» **Work to complete**
Reproduce the entries below character for character.

» **Recorded data**
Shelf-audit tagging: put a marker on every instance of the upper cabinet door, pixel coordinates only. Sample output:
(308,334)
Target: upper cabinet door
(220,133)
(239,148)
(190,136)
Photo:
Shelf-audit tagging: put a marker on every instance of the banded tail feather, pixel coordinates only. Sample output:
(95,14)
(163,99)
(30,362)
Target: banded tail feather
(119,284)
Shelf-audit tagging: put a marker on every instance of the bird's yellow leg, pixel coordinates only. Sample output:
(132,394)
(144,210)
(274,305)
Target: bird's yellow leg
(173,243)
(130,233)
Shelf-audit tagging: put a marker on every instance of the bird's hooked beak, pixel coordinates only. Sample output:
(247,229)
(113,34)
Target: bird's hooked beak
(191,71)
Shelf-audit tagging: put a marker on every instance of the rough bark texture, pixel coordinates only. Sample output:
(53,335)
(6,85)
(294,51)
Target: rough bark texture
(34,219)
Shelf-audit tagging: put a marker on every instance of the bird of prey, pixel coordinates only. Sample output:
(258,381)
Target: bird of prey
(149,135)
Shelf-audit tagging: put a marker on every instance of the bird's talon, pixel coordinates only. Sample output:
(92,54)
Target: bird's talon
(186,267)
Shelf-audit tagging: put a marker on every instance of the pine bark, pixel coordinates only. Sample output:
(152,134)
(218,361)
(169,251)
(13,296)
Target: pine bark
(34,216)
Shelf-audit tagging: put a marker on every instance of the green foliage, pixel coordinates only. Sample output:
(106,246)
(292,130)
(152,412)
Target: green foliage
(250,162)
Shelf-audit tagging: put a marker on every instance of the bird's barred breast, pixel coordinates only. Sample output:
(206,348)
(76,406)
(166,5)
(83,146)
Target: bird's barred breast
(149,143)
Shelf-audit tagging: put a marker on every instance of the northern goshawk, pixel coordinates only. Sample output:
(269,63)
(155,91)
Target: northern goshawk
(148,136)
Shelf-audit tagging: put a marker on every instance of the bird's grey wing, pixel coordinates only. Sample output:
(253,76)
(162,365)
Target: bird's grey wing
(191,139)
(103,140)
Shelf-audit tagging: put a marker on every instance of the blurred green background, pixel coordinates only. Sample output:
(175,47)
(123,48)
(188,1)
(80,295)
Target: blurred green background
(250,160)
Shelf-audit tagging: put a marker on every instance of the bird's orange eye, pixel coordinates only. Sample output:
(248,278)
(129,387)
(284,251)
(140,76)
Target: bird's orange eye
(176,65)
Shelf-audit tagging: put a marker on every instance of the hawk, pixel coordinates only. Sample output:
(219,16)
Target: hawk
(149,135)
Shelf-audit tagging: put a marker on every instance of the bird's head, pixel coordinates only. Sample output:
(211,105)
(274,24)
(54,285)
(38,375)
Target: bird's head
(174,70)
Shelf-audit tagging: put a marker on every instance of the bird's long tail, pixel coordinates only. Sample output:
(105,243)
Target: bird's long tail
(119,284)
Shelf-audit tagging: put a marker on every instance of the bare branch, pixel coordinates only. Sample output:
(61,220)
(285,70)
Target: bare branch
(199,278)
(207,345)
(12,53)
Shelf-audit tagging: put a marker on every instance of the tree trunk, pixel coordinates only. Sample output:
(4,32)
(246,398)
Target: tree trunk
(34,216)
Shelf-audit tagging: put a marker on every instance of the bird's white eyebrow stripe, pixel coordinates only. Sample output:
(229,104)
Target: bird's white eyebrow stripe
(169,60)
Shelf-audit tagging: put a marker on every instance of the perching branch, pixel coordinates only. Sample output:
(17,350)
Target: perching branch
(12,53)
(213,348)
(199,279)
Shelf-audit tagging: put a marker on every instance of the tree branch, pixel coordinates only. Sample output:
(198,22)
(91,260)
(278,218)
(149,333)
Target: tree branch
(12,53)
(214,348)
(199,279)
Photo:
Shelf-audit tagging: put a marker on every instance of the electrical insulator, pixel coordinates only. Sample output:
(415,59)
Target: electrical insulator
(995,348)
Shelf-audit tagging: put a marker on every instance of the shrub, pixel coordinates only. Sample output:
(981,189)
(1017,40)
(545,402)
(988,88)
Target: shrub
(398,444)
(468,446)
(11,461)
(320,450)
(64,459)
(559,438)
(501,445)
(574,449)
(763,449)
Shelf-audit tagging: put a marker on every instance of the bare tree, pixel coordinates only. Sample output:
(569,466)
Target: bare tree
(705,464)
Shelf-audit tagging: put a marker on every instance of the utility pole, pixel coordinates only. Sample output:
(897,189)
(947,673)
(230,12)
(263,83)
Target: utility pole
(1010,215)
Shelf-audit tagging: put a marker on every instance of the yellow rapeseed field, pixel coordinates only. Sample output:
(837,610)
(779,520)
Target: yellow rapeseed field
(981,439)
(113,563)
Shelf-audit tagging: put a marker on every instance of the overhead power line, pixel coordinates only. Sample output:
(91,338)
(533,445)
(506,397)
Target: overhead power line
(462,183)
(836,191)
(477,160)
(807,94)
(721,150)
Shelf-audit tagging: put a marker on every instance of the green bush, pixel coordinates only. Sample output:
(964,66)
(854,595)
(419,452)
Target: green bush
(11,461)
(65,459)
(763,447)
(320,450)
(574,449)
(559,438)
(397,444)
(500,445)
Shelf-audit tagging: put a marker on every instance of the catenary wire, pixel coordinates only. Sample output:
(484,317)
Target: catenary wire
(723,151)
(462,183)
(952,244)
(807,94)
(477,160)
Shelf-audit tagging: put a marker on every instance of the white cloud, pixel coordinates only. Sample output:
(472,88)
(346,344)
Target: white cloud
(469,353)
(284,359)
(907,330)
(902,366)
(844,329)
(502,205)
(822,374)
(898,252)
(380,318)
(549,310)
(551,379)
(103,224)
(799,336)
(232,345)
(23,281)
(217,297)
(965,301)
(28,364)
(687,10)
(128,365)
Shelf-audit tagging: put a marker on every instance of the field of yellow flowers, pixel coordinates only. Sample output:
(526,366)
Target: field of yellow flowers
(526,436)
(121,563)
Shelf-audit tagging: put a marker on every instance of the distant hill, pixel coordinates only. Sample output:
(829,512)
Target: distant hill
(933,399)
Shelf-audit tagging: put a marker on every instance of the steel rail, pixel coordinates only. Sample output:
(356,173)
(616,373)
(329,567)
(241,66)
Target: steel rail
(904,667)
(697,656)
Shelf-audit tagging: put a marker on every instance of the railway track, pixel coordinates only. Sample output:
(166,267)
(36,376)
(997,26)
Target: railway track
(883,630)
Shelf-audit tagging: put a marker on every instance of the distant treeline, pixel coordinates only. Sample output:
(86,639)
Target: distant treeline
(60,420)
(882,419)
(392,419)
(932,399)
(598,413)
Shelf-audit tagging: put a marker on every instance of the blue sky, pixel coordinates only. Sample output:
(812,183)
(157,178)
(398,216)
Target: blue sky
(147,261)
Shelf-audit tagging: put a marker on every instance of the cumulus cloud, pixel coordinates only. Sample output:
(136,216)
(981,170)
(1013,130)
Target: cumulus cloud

» **Written answer**
Shelf-audit tagging: put a marker on every instance of the upper cabinet door, pixel coordinates only. Sample output:
(308,334)
Target: upper cabinet door
(220,133)
(239,148)
(190,136)
Photo:
Shelf-audit tagging: put a marker on every instance of the banded tail feather, pixel coordinates only. Sample output:
(95,14)
(163,99)
(30,362)
Target: banded tail feather
(119,284)
Shelf-audit tagging: put a marker on every instance of the bird's yellow leg, pixel coordinates only. Sample output:
(132,394)
(144,210)
(274,305)
Target: bird's yellow leg
(173,243)
(130,233)
Shelf-audit tagging: put a marker on every instance of the bird's hooked beak, pixel coordinates only. Sample output:
(247,229)
(113,34)
Target: bird's hooked beak
(191,71)
Shelf-audit tagging: put a marker on every instance of the rough bark texture, pixel coordinates only. Sample output:
(53,335)
(6,85)
(294,51)
Target: rough bark texture
(34,219)
Shelf-audit tagging: put a marker on every instance of the bird of prey, pixel coordinates only. Sample output:
(258,381)
Target: bird of prey
(149,135)
Shelf-audit tagging: put a marker on every instance of the bird's talon, pixel coordinates only. Sample output:
(92,54)
Target: bird's talon
(186,267)
Shelf-audit tagging: put a marker on every instance of the pine bark, pixel coordinates only. Sample output:
(152,134)
(218,361)
(169,251)
(13,296)
Target: pine bark
(34,216)
Shelf-audit tagging: put a marker on every instance of the green foliage, pixel coordinates only. Sample output:
(106,246)
(292,130)
(152,412)
Target: green foliage
(250,162)
Shelf-audit tagging: put a marker on every instance of the bird's barred breast, pixel coordinates only. Sample output:
(206,348)
(76,406)
(166,5)
(83,146)
Target: bird's barred breast
(149,143)
Shelf-audit tagging: put a marker on every instance of the northern goshawk, pixel coordinates only. Sample output:
(269,63)
(155,91)
Target: northern goshawk
(148,136)
Shelf-audit tagging: put a marker on every instance of the bird's grey wing, pixel coordinates only. Sample output:
(253,76)
(162,365)
Target: bird's grey wing
(191,139)
(103,140)
Shelf-audit tagging: put a marker on every instance of the blurred green background, pixel coordinates only. Sample output:
(175,47)
(123,48)
(188,1)
(80,295)
Target: blurred green background
(250,160)
Shelf-audit tagging: put a marker on every instance of the bird's orange eye, pixel coordinates only. Sample output:
(248,278)
(129,387)
(284,251)
(140,76)
Target: bird's orange eye
(176,65)
Shelf-audit tagging: put a marker on every instance of the hawk, pixel coordinates only. Sample output:
(219,16)
Target: hawk
(149,135)
Shelf-audit tagging: put a marker on every instance of the bird's head, pixel coordinates only. Sample output:
(211,105)
(274,24)
(54,285)
(38,375)
Target: bird's head
(174,70)
Shelf-audit tagging: put a marker on every instance of the bird's long tail, pixel coordinates only. Sample output:
(105,243)
Target: bird's long tail
(119,284)
Shelf-audit tagging: put a marker on every instance of the bare branch, pixel coordinates only. Sample output:
(61,220)
(285,70)
Target: bare branch
(199,278)
(207,345)
(12,53)
Shelf-audit tagging: put a marker on every instance of the tree trunk, pixel coordinates only. Sample output:
(4,32)
(246,398)
Target: tree trunk
(34,216)
Shelf-audit tagging: put a marker on every instance of the bird's white eyebrow stripe, pixel coordinates only. Sample output:
(229,104)
Target: bird's white eyebrow stripe
(169,60)
Shelf-audit tagging: put a marker on every instance of the perching branch, pixel coordinates only. Sample output:
(17,350)
Target: perching branch
(12,53)
(213,348)
(199,279)
Shelf-audit tagging: put a marker on every instance of the tree branch, pixel coordinates only. Sample output:
(198,22)
(91,260)
(278,218)
(149,333)
Target: tree branch
(12,53)
(214,348)
(199,279)
Photo:
Shelf-audit tagging: put a marker on every instance of the electrical insulator, pixel coordinates only. Sample output:
(415,59)
Target: electrical insulator
(995,348)
Shelf-audit tagging: put a marker on every instance of the shrub, pixel coordinates only. Sample output:
(981,189)
(1017,40)
(545,402)
(988,88)
Target: shrub
(398,444)
(468,446)
(11,461)
(320,450)
(64,459)
(559,438)
(501,445)
(574,449)
(763,449)
Shelf-audit tagging: put a marker on every instance of the bare tree, pixel coordinates only. Sample output:
(569,466)
Target: bare tree
(705,464)
Shelf-audit tagging: put a marker on every instance of the utility pole, pixel coordinates only. Sample output:
(897,189)
(947,673)
(230,12)
(263,83)
Target: utility pole
(1010,215)
Shelf-audit tagging: put a marker on every instance of the yellow rapeseed field, pixel coordinates only. Sample output:
(837,610)
(779,520)
Target: yellow rapeseed field
(981,439)
(113,563)
Shelf-audit tagging: put a marker on every instance of the overhead power line, pixel coordinates only. Sample output:
(91,338)
(533,445)
(506,397)
Target: overhead power line
(462,183)
(836,191)
(477,160)
(807,94)
(721,150)
Shelf-audit tagging: put a marker on every instance of the green bush, pixel coordinates only. Sample output:
(964,66)
(854,595)
(419,452)
Target: green bush
(11,461)
(65,459)
(763,447)
(320,450)
(574,449)
(559,438)
(397,444)
(500,445)
Shelf-audit tagging: put a marker on every instance of the catenary wire, pixel coordinates only. Sample output:
(484,317)
Target: catenary wire
(723,151)
(462,183)
(952,244)
(807,94)
(477,160)
Shelf-audit tagging: put a marker on every instance of the white cloud, pixel coordinates only. Sample output:
(472,88)
(346,344)
Target: white cloud
(469,353)
(284,359)
(907,330)
(902,366)
(844,329)
(502,205)
(822,374)
(898,252)
(380,318)
(549,310)
(551,379)
(103,224)
(799,336)
(232,345)
(23,281)
(217,297)
(965,301)
(28,364)
(687,10)
(128,365)
Shelf-audit tagging: put a marker on every instance of the field of yellow flowers, pixel coordinates only. Sample output:
(526,366)
Target: field of yellow flowers
(526,436)
(121,563)
Shelf-audit tagging: put a marker on every instance of the distant hill, pixel coordinates only. Sample output:
(829,512)
Target: distant hill
(933,399)
Shelf-audit tagging: put a marker on every instance of the steel rail, pixel coordinates only. Sample output:
(356,173)
(616,373)
(329,567)
(241,66)
Target: steel rail
(904,667)
(697,656)
Shelf-audit tagging: put a marker on every instance of the railway track, pixel coordinates only. Sample output:
(166,267)
(36,376)
(997,26)
Target: railway track
(883,630)
Shelf-audit tagging: put a marker on every instance of the distant treeline, pixel coordinates only. Sample output:
(86,639)
Target: distant treeline
(60,420)
(882,419)
(392,419)
(932,399)
(598,413)
Shelf-audit tagging: put a marker on every instance of the blue sky, pixel coordinates only. Sample output:
(812,183)
(157,178)
(398,216)
Target: blue sky
(147,261)
Shelf-audit tagging: put a marker on every instance of the cumulus cloud, pixel coordinates only. Sample output:
(136,216)
(981,170)
(1013,130)
Target: cumulus cloud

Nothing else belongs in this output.